(Stored data)
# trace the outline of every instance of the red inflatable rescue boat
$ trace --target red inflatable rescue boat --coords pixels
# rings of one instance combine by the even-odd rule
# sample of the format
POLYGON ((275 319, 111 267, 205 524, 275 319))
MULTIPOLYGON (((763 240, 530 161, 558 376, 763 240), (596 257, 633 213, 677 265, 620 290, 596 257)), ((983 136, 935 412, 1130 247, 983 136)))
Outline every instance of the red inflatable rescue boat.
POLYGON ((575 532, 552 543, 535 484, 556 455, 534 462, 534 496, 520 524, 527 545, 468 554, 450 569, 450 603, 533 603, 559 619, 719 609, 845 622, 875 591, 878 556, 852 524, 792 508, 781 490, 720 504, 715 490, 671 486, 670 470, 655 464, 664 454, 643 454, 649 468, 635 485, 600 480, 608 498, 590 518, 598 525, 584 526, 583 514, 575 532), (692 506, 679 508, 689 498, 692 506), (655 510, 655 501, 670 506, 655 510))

[Request]
Render every line of the items above as a Markdown table with the columns Row and Line, numbering each row and omitting blank lines.

[Exercise response]
| Row | Line |
|---|---|
| 1 | # trace the outline of every instance of the red inflatable rescue boat |
| 2 | $ trace --target red inflatable rescue boat --coords pixels |
| 3 | # rings of one instance combine by the even-odd rule |
| 4 | # sample of the format |
| 5 | POLYGON ((275 319, 111 267, 205 524, 275 319)) |
| 6 | MULTIPOLYGON (((763 240, 530 161, 558 376, 763 240), (596 257, 633 213, 677 265, 620 290, 596 257)), ((983 136, 935 412, 1130 247, 983 136))) |
| 7 | Outline every instance of the red inflatable rescue boat. |
| 8 | POLYGON ((575 532, 552 543, 535 484, 556 455, 534 462, 534 496, 520 524, 527 545, 468 554, 450 569, 450 603, 533 603, 559 619, 719 609, 845 622, 875 591, 878 556, 852 524, 792 508, 781 490, 720 504, 715 490, 671 486, 670 470, 655 464, 664 454, 643 454, 649 468, 635 485, 600 480, 608 498, 590 518, 598 525, 584 526, 583 514, 575 532), (692 506, 679 508, 689 498, 692 506), (655 510, 655 501, 670 506, 655 510)) |